(MATERIALS PROVIDED Opens)
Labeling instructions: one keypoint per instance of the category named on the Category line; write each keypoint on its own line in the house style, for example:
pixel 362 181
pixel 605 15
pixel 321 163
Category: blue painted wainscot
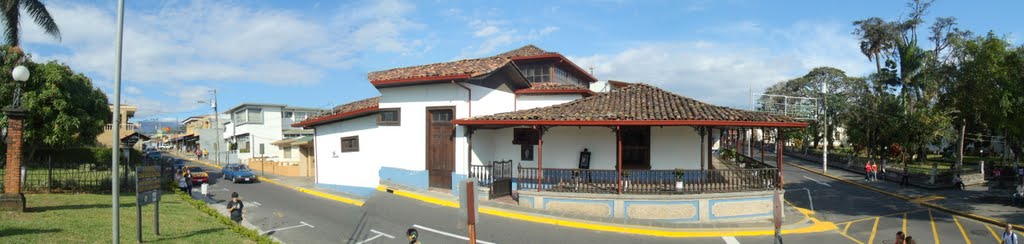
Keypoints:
pixel 713 207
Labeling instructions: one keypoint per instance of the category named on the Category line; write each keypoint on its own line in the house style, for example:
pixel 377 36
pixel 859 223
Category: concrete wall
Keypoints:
pixel 525 102
pixel 722 207
pixel 354 172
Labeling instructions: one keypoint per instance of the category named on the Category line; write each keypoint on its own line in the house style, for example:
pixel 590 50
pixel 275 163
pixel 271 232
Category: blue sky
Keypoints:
pixel 316 53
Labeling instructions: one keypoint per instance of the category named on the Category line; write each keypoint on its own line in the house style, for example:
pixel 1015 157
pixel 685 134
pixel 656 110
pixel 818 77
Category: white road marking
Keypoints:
pixel 819 182
pixel 449 234
pixel 287 228
pixel 379 234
(MATERIALS PROVIDED Closes)
Apply a filter to the listing above so that only lines with "blue" are kept, and copy those lines.

Category: blue painted wainscot
Category: blue sky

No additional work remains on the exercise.